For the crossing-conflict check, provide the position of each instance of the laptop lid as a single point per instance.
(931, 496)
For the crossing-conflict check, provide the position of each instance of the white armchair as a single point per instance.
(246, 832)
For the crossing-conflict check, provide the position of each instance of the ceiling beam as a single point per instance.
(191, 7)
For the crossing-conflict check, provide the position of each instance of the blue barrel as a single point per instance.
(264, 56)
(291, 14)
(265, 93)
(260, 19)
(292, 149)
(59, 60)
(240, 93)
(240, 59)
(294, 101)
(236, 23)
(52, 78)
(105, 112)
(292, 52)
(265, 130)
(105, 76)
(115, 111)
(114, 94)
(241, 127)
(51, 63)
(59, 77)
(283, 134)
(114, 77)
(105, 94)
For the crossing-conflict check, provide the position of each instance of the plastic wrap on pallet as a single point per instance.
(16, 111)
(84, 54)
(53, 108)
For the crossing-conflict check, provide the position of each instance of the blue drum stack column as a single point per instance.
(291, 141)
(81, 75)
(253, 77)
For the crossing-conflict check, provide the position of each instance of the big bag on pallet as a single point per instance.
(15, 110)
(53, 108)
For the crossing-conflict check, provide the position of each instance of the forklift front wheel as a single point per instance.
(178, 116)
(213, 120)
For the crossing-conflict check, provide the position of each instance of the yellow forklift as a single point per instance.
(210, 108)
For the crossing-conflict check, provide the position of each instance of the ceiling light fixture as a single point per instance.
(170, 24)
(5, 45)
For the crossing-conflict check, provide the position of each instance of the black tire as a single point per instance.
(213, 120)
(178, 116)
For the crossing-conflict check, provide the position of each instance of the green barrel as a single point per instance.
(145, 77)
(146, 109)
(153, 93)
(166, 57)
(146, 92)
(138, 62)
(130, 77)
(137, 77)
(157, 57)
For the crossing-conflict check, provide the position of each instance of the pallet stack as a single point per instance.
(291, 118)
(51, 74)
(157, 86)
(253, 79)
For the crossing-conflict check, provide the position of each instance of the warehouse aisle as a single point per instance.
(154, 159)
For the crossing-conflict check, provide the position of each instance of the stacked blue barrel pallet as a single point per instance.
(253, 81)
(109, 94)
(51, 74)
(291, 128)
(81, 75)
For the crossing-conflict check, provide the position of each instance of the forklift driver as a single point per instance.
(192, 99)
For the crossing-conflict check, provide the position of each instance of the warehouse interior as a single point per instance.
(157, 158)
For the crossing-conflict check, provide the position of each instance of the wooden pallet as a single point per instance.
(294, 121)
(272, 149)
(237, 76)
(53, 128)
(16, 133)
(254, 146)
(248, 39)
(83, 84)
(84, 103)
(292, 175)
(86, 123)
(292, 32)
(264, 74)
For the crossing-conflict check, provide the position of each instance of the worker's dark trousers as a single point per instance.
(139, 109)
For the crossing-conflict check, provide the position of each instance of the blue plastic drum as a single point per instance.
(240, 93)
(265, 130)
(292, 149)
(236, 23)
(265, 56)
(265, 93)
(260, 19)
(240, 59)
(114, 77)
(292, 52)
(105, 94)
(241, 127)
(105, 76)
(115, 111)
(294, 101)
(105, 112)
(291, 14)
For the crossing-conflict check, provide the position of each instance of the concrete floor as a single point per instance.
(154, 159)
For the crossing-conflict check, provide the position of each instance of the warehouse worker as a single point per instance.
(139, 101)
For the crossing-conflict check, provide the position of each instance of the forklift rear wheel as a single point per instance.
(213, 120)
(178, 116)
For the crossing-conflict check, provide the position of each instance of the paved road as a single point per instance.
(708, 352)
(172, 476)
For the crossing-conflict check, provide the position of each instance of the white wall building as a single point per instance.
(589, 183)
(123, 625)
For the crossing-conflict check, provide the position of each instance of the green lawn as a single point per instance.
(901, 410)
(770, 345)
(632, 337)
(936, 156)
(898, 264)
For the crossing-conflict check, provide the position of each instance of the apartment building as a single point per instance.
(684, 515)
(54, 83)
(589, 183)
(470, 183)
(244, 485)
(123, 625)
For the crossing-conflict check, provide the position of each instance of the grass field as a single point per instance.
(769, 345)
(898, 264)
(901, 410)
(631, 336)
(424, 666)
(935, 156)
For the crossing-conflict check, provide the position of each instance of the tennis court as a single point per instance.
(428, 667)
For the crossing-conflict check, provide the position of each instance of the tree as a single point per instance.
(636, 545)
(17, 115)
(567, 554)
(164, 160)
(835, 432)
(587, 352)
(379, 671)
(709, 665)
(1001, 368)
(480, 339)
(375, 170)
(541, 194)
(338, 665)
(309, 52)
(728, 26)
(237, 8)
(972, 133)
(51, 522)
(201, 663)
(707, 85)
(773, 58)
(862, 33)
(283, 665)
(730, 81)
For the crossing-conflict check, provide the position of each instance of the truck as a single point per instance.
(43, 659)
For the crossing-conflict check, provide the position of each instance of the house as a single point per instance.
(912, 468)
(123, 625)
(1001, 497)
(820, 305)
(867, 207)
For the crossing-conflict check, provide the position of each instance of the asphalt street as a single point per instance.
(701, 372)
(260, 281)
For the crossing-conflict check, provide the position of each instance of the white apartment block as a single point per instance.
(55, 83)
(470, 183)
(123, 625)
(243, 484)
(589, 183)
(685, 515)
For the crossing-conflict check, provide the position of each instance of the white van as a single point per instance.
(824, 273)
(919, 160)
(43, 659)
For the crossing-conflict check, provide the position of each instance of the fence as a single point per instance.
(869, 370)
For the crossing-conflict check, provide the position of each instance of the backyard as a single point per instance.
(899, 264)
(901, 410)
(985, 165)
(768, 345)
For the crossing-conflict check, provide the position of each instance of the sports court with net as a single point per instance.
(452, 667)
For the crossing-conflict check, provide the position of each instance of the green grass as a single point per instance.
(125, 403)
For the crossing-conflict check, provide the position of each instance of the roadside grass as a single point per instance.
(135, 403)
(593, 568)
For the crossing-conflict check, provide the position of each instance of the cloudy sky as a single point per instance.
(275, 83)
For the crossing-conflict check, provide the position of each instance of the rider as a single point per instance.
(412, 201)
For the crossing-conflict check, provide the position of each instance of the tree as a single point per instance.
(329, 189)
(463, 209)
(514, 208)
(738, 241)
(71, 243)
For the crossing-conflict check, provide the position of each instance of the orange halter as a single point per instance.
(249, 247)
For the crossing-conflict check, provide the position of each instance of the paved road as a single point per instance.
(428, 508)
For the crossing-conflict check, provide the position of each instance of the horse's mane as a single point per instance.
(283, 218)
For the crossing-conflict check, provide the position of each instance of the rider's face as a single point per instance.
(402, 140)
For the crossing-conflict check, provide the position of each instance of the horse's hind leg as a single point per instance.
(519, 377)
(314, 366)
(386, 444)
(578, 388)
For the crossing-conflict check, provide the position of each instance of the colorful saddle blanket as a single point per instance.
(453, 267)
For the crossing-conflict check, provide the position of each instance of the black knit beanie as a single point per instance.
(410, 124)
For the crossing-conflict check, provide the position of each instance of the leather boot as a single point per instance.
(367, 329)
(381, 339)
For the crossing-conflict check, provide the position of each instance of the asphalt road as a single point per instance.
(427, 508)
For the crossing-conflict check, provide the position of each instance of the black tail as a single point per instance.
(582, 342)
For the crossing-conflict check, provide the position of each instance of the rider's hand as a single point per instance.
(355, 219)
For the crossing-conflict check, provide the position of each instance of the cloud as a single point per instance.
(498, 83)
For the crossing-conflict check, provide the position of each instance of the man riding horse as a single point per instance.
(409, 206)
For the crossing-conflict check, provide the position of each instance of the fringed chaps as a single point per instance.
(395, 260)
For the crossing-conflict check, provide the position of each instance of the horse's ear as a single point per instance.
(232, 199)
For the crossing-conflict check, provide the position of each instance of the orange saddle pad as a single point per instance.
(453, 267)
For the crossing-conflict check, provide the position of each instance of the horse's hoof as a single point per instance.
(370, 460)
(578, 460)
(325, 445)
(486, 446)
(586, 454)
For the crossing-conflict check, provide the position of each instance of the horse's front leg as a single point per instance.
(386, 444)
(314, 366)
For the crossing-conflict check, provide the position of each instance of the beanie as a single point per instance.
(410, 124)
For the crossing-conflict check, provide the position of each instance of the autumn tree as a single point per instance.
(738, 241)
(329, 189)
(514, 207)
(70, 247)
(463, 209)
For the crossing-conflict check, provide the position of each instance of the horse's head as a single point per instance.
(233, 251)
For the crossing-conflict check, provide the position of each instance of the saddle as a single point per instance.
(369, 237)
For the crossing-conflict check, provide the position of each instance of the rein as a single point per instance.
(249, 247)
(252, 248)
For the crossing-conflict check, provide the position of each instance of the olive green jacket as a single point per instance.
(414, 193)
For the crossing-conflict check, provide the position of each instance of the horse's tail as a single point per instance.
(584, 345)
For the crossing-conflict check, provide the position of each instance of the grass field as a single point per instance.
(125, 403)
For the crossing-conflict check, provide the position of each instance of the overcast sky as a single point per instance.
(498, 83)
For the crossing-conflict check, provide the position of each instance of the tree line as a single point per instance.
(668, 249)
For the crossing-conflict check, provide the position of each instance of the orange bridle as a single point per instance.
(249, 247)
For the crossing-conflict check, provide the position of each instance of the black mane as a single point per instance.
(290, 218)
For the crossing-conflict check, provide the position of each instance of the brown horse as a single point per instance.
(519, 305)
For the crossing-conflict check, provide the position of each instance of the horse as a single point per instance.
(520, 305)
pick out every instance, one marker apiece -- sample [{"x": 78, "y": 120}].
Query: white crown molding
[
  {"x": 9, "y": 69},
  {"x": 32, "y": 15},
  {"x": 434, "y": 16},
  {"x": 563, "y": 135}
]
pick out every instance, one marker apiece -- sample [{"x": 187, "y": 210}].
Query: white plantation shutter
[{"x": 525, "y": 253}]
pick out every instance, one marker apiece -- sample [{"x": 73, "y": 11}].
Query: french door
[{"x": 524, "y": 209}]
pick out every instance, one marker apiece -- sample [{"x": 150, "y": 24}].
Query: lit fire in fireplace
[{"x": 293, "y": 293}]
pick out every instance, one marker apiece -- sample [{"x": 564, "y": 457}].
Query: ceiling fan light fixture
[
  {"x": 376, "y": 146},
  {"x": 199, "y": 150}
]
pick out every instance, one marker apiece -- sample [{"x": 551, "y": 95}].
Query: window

→ The task
What is needed is each line of the entries that contains the word "pick".

→ Result below
pick out every instance, one marker apiece -- sample [{"x": 78, "y": 120}].
pick out every instance, one marker apiece -- sample [{"x": 187, "y": 210}].
pick out every instance, one marker apiece -- sample [{"x": 73, "y": 11}].
pick out every instance, one marker apiece -- sample [{"x": 150, "y": 24}].
pick out every instance, one marker apiece -- sample [{"x": 564, "y": 457}].
pick out every instance, one marker apiece -- sample [{"x": 551, "y": 95}].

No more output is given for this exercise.